* **What the task asks**
If a line in the listing below includes the word "order", pick it out.

Top of Records shown

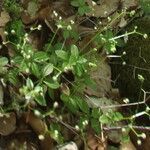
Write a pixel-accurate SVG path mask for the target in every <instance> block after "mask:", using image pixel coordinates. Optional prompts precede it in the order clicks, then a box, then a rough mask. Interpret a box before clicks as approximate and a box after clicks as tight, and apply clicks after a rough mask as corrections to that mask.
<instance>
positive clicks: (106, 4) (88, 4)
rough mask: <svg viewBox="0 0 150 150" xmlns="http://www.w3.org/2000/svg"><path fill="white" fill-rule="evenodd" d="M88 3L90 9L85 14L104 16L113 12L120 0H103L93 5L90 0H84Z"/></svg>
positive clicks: (107, 16)
mask: <svg viewBox="0 0 150 150" xmlns="http://www.w3.org/2000/svg"><path fill="white" fill-rule="evenodd" d="M86 1H87V3H88V5H89V6H90V7H92V9H93V10H92V11H91V12H90V13H88V14H87V16H95V17H101V18H105V17H108V16H110V15H111V14H112V13H114V12H115V11H116V10H117V8H118V6H119V1H120V0H103V1H102V2H101V3H100V5H93V2H92V0H86Z"/></svg>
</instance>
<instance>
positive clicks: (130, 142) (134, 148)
mask: <svg viewBox="0 0 150 150" xmlns="http://www.w3.org/2000/svg"><path fill="white" fill-rule="evenodd" d="M119 150H136V148H135V146H134V145H133V143H132V142H131V141H129V142H123V143H121V146H120V148H119Z"/></svg>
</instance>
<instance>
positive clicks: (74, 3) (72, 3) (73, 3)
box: [71, 0, 79, 7]
mask: <svg viewBox="0 0 150 150" xmlns="http://www.w3.org/2000/svg"><path fill="white" fill-rule="evenodd" d="M71 5H72V6H74V7H79V2H78V1H77V0H74V1H71Z"/></svg>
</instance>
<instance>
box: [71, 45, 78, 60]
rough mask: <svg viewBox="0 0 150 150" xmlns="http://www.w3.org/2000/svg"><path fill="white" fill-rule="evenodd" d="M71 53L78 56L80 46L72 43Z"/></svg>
mask: <svg viewBox="0 0 150 150" xmlns="http://www.w3.org/2000/svg"><path fill="white" fill-rule="evenodd" d="M71 55H72V56H74V57H76V58H78V56H79V51H78V47H77V46H76V45H71Z"/></svg>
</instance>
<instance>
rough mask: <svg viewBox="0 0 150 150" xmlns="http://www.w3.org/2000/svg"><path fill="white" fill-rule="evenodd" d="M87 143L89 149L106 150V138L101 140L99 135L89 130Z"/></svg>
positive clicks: (87, 138)
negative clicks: (96, 134) (96, 136)
mask: <svg viewBox="0 0 150 150" xmlns="http://www.w3.org/2000/svg"><path fill="white" fill-rule="evenodd" d="M87 145H88V148H89V149H90V150H106V149H107V142H106V140H103V141H102V140H101V139H100V137H96V136H94V134H93V133H92V132H89V134H88V137H87Z"/></svg>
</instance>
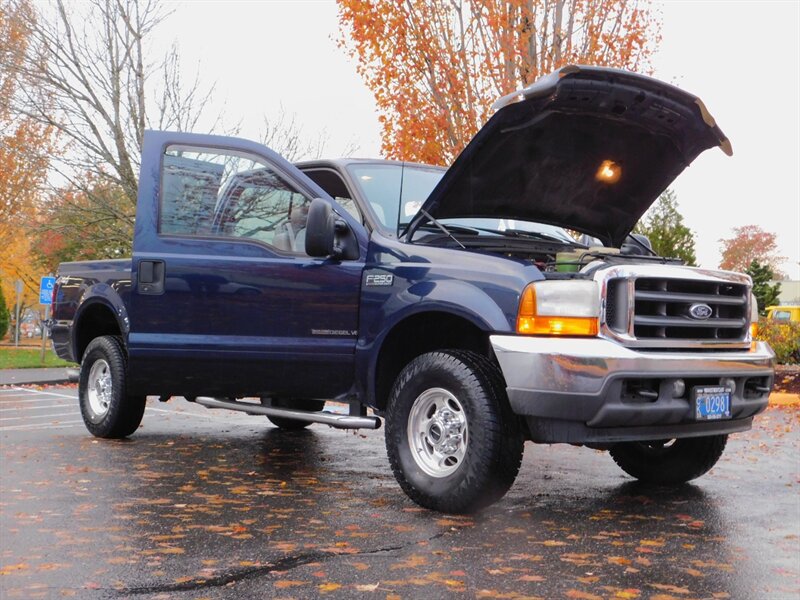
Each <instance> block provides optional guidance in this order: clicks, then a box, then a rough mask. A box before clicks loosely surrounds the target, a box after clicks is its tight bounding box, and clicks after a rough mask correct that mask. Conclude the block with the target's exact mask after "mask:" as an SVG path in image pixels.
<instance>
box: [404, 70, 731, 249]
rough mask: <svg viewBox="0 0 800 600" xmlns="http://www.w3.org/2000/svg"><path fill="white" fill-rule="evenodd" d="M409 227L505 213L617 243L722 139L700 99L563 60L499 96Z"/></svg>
mask: <svg viewBox="0 0 800 600" xmlns="http://www.w3.org/2000/svg"><path fill="white" fill-rule="evenodd" d="M494 108H497V109H498V110H497V112H496V113H495V114H494V115H493V116H492V118H491V119H489V121H488V122H487V123H486V125H484V126H483V128H482V129H481V130H480V131H479V132H478V134H477V135H476V136H475V137H474V138H473V139H472V141H471V142H470V143H469V144H468V145H467V147H466V148H465V149H464V151H463V152H462V153H461V154H460V155H459V156H458V158H457V159H456V160H455V162H454V163H453V165H452V166H451V167H450V169H448V170H447V172H446V173H445V174H444V176H443V177H442V180H441V181H440V182H439V184H438V185H437V186H436V188H434V190H433V191H432V192H431V195H430V196H429V197H428V199H427V201H426V202H425V203H424V205H423V206H422V209H421V210H420V212H419V213H417V215H415V217H414V218H413V219H412V221H411V224H410V226H409V229H408V231H409V239H410V235H411V234H413V232H414V230H415V229H416V227H417V226H419V225H420V224H421V223H422V222H423V221H425V220H426V219H427V217H426V216H425V215H424V214H423V211H425V212H427V213H428V214H430V215H431V216H433V217H435V218H437V219H443V218H452V217H504V218H513V219H520V220H527V221H538V222H541V223H550V224H553V225H558V226H561V227H566V228H569V229H574V230H577V231H581V232H584V233H587V234H589V235H592V236H594V237H597V238H599V239H601V240H602V241H603V242H604V243H605V244H607V245H612V246H616V247H619V246H620V245H621V244H622V242H623V240H624V239H625V237H626V236H627V235H628V234H629V233H630V232H631V230H632V229H633V227H634V226H635V225H636V223H637V222H638V221H639V219H640V218H641V216H642V214H644V212H645V211H646V210H647V209H648V208H649V207H650V205H651V204H652V203H653V202H655V200H656V199H657V198H658V196H659V195H660V194H661V192H663V191H664V190H665V189H666V188H667V186H669V184H670V183H672V181H673V180H674V179H675V178H676V177H677V176H678V175H679V174H680V173H681V172H682V171H683V170H684V169H685V168H686V167H687V166H689V164H690V163H691V162H692V161H693V160H694V159H695V158H696V157H697V156H698V155H699V154H700V153H701V152H703V151H704V150H706V149H708V148H711V147H713V146H719V147H720V148H721V149H722V150H723V151H724V152H725V153H726V154H728V155H730V154H732V150H731V145H730V142H729V141H728V139H727V138H726V137H725V135H724V134H723V133H722V131H720V129H719V127H717V125H716V123H715V122H714V119H713V117H712V116H711V115H710V114H709V112H708V111H707V110H706V108H705V106H704V105H703V103H702V102H701V101H700V99H699V98H697V97H695V96H693V95H691V94H688V93H686V92H684V91H682V90H680V89H678V88H676V87H674V86H672V85H669V84H666V83H663V82H661V81H658V80H656V79H652V78H650V77H645V76H642V75H636V74H634V73H629V72H627V71H620V70H617V69H608V68H600V67H584V66H568V67H564V68H562V69H560V70H558V71H556V72H554V73H551V74H550V75H547V76H546V77H543V78H542V79H539V80H538V81H536V82H535V83H533V84H531V85H530V86H528V87H526V88H525V89H523V90H520V91H518V92H514V93H513V94H509V95H508V96H504V97H503V98H500V100H498V101H497V102H496V103H495V105H494Z"/></svg>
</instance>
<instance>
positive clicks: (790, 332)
mask: <svg viewBox="0 0 800 600" xmlns="http://www.w3.org/2000/svg"><path fill="white" fill-rule="evenodd" d="M756 339H759V340H763V341H765V342H768V343H769V345H770V346H772V349H773V350H774V351H775V355H776V356H777V357H778V363H779V364H782V365H797V364H800V323H795V322H793V321H783V322H781V321H773V320H770V319H761V320H760V321H759V322H758V335H756Z"/></svg>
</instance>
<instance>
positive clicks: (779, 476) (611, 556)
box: [0, 410, 800, 600]
mask: <svg viewBox="0 0 800 600" xmlns="http://www.w3.org/2000/svg"><path fill="white" fill-rule="evenodd" d="M797 414H798V413H797V412H793V411H792V410H770V411H768V413H767V414H766V415H765V416H764V417H763V418H762V419H761V421H759V425H758V428H757V429H756V430H754V431H753V432H749V433H747V434H739V435H737V436H734V437H733V438H732V439H731V441H730V442H729V447H728V450H727V451H726V453H725V455H724V456H723V459H722V461H721V462H720V463H719V465H718V466H717V467H716V468H715V469H714V470H713V471H712V472H711V473H710V474H709V475H707V476H706V477H703V478H701V479H699V480H697V482H695V483H694V484H692V485H686V486H682V487H680V488H678V489H674V490H670V489H667V488H658V487H647V486H643V485H640V484H638V483H635V482H633V481H632V480H631V479H630V478H628V477H627V476H625V475H624V474H623V473H622V472H621V471H619V470H618V469H617V468H616V466H615V465H614V464H613V461H612V460H611V459H610V458H609V457H608V456H607V455H606V454H605V453H601V452H597V451H592V450H587V449H582V448H581V449H579V448H572V447H569V446H534V445H531V444H528V445H527V446H526V454H525V460H524V463H523V467H522V472H521V474H520V477H519V479H518V480H517V483H516V484H515V485H514V487H513V488H512V490H511V491H510V492H509V494H508V495H507V496H506V497H505V498H504V499H503V500H502V501H501V502H499V503H498V504H496V505H495V506H493V507H491V508H489V509H488V510H486V511H484V512H483V513H480V514H478V515H473V516H469V517H452V516H447V515H442V514H436V513H432V512H428V511H425V510H422V509H420V508H418V507H416V506H415V505H413V504H412V503H411V502H410V501H409V500H408V499H407V498H406V497H405V496H404V495H403V494H402V492H401V491H400V489H399V487H398V486H397V485H396V483H395V481H394V479H393V477H392V475H391V472H390V470H389V467H388V464H387V460H386V457H385V450H384V447H383V438H382V435H381V434H382V432H381V431H378V432H368V433H358V434H354V433H352V432H342V431H338V430H332V429H329V428H326V427H324V426H314V427H312V428H310V429H309V430H307V431H301V432H295V433H286V432H281V431H279V430H277V429H275V428H273V427H271V426H269V425H268V424H267V422H266V419H259V418H252V417H251V418H244V417H242V418H238V417H237V418H235V419H234V418H231V419H230V420H228V421H226V420H224V419H217V420H210V419H200V418H196V419H194V418H186V417H185V416H184V415H177V414H175V413H170V414H168V413H167V411H163V412H161V413H148V416H146V418H145V422H144V426H143V428H142V429H141V430H140V431H139V432H137V434H136V435H135V436H134V437H133V438H131V439H130V440H124V441H107V440H96V439H93V438H91V437H90V436H89V435H88V434H87V433H86V432H85V431H84V430H83V429H82V428H79V427H75V428H69V429H62V430H57V431H37V432H31V431H7V432H4V433H2V434H1V435H2V437H0V446H1V447H0V449H1V450H2V463H1V464H0V469H1V470H0V474H1V475H2V488H1V489H2V494H1V497H0V510H1V512H0V592H1V594H0V595H2V597H3V598H6V597H8V598H15V597H19V598H34V597H65V596H66V597H69V596H74V597H79V598H92V597H97V598H105V597H116V596H123V595H125V596H127V595H138V596H141V597H153V598H172V597H180V598H204V597H214V598H217V597H225V598H232V597H238V598H251V597H300V598H306V597H314V596H317V595H326V596H330V597H341V598H350V597H380V598H385V597H392V596H393V597H409V598H420V597H422V598H443V597H464V596H467V597H493V598H523V597H528V598H531V597H540V598H553V597H566V598H657V599H660V600H666V599H667V598H759V597H765V596H769V597H777V598H782V597H797V595H798V594H799V593H800V582H799V581H798V577H799V575H800V573H799V571H800V569H798V559H797V557H798V556H800V541H799V539H800V538H798V533H800V532H799V531H798V529H800V503H799V501H798V499H799V496H798V492H797V490H798V485H800V483H799V480H798V470H799V469H798V467H799V465H798V440H799V437H798V433H797V432H798V425H800V423H798V418H797Z"/></svg>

Bottom of Records shown

* **Reply**
Write a pixel-accurate SVG path mask for the target in every <instance> block after "mask:", using image pixel coordinates. Optional prompts precede it in the order clicks, then a box, then a rough mask. Interpret a box before clicks as approximate and a box after clicks as tight, and apply clicks after a rough mask as corrections to that mask.
Each <instance> block provides optional guidance in this order: clicks, then a box, then a rough mask. A box before clicks loosely surrounds the target, a box after clicks is its tight bounding box, and clicks after a rough mask correct that mask. Conclude the block with the target's exact mask after "mask:" as an SVG path in image pixels.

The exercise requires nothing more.